Exercise - Print out each entry below exactly, please.

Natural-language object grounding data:
══════════

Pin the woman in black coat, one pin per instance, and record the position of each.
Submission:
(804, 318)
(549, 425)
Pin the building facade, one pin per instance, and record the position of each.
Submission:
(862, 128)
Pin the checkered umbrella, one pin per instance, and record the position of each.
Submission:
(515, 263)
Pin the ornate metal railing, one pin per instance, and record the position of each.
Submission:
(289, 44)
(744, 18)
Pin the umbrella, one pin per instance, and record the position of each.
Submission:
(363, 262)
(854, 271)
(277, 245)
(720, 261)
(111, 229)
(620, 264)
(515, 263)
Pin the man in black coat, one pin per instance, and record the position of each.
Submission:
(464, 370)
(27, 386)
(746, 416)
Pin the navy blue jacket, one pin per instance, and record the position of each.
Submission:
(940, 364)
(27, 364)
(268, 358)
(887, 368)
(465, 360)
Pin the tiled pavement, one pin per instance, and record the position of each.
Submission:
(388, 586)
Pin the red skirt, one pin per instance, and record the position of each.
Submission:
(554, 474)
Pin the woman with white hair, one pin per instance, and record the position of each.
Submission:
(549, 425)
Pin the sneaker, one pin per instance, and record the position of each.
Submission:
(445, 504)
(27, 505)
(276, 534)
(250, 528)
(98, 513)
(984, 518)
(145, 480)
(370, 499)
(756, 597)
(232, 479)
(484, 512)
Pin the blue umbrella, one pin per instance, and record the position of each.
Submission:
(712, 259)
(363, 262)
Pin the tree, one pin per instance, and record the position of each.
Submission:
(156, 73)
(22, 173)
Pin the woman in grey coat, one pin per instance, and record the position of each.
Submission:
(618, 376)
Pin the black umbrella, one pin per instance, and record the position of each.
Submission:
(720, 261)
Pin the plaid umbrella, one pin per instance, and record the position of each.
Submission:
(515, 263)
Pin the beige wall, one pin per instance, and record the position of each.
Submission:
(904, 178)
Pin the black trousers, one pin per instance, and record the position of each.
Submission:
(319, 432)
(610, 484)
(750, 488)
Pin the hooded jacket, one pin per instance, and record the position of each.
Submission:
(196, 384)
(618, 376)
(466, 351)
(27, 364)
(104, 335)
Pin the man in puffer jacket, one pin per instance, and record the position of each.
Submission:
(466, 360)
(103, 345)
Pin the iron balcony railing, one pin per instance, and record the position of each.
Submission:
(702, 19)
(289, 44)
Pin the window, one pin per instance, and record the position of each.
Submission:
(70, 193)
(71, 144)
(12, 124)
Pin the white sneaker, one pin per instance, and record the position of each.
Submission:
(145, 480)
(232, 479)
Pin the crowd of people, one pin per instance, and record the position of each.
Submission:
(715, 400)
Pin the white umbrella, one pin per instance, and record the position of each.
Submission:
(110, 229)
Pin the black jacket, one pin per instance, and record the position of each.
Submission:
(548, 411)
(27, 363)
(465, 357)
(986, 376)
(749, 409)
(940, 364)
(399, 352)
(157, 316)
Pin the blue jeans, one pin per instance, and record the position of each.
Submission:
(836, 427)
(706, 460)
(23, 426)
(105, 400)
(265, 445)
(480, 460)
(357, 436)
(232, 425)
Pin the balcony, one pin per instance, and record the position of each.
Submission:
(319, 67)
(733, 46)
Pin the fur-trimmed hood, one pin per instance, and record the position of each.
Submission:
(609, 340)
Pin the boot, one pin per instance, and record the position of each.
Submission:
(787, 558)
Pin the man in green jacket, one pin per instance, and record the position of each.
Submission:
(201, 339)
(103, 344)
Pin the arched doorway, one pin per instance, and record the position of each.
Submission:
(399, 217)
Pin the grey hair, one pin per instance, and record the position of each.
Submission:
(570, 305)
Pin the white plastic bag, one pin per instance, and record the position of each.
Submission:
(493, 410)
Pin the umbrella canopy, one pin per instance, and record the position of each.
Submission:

══════════

Answer section -
Pin the woman in black coat, one pin per instance, and record the position of each.
Submission:
(804, 318)
(549, 425)
Pin the building facade, one pin per instance, and record the position of each.
Submission:
(862, 128)
Pin the checkered umbrella, one pin per instance, and record the position of each.
Submission:
(515, 263)
Pin the ornate metal railing, one pin per instance, and record the position of each.
Submission:
(289, 44)
(744, 18)
Pin the umbrella, one pin per instance, and record the position of each.
Submission:
(363, 262)
(854, 271)
(277, 245)
(720, 261)
(111, 229)
(620, 264)
(515, 263)
Pin the man in black coat, one pin per instance, and record the position of each.
Submission:
(464, 370)
(27, 386)
(746, 416)
Pin the navy blue jacket, one pin per instance, and record the position of each.
Submission:
(940, 364)
(27, 364)
(268, 358)
(887, 368)
(465, 360)
Pin the tiled pavement, one pin per instance, and record the position of each.
Submission:
(388, 586)
Pin the red skirt, one pin per instance, and record the position of each.
Submission:
(554, 474)
Pin the woman with white hair, one pin per instance, and record the position of each.
Submission:
(549, 425)
Pin the sneaker, one pin per instance, and record the position of each.
Submission:
(445, 504)
(27, 505)
(276, 534)
(250, 528)
(98, 513)
(984, 518)
(145, 480)
(370, 499)
(756, 597)
(232, 479)
(484, 512)
Pin the blue umbrella, one pin per instance, and record the position of each.
Submission:
(712, 259)
(363, 262)
Pin the tree, one pin per instance, and record the position of each.
Submission:
(156, 73)
(22, 173)
Pin the woman in grey coat, one pin per instance, and record the position of each.
Submission:
(618, 376)
Pin the black umbrella, one pin per instance, and record the position of each.
Submission:
(720, 261)
Pin the plaid umbrella, one pin per instance, and record the position of each.
Submission:
(515, 263)
Pin the beige wall, one pin per instance, and record the position of each.
Submission:
(904, 178)
Pin the black trousers, one pin per instance, and record the position of each.
Submission:
(319, 432)
(610, 484)
(750, 488)
Pin the hooded jacket, one pin per instance, and record the position of each.
Submission:
(196, 384)
(618, 376)
(466, 351)
(27, 364)
(104, 335)
Pin the man in puffer jacket, one pin per instance, and record the position of each.
Submission:
(466, 360)
(103, 345)
Pin the iron balcony railing, one pin per instance, and record the position of each.
Submission:
(702, 19)
(289, 44)
Pin the window, one pin per instance, and record the position of each.
Submission:
(70, 193)
(71, 144)
(12, 124)
Pin the white sneaker, one pin per instance, and record the position of each.
Submission:
(145, 480)
(232, 479)
Pin the crowd of people, one pin per instance, and record the position of each.
Submission:
(715, 400)
Pin the white umbrella, one pin per instance, and record the position of each.
Submission:
(110, 229)
Pin the black jacket, one pin per instance, and record the position of each.
Submission:
(548, 411)
(27, 363)
(465, 357)
(986, 376)
(749, 409)
(940, 364)
(399, 352)
(157, 316)
Pin the blue jeans, one pin per instance, and record the position of each.
Submission:
(836, 427)
(706, 460)
(23, 426)
(105, 400)
(265, 445)
(480, 460)
(357, 436)
(232, 425)
Pin the balcony, one pin per instance, and record the position of each.
Submission:
(319, 67)
(733, 46)
Pin the fur-trimmed hood, one pin per instance, and record the position of each.
Submission:
(609, 340)
Pin the boot, one pin per instance, and record the position of each.
Submission:
(787, 558)
Pin the man in green jacket, one pin per instance, and record the position of each.
Submission:
(201, 339)
(103, 344)
Pin the arched doorway, one pin per instance, and record the position of each.
Submission:
(399, 217)
Pin the grey hair, one pin per instance, and record the position of each.
Submission:
(570, 305)
Pin the white plastic bag, one pin per instance, and record the position of each.
Submission:
(493, 410)
Pin the umbrella canopy, one pin per instance, and record the position of each.
Submission:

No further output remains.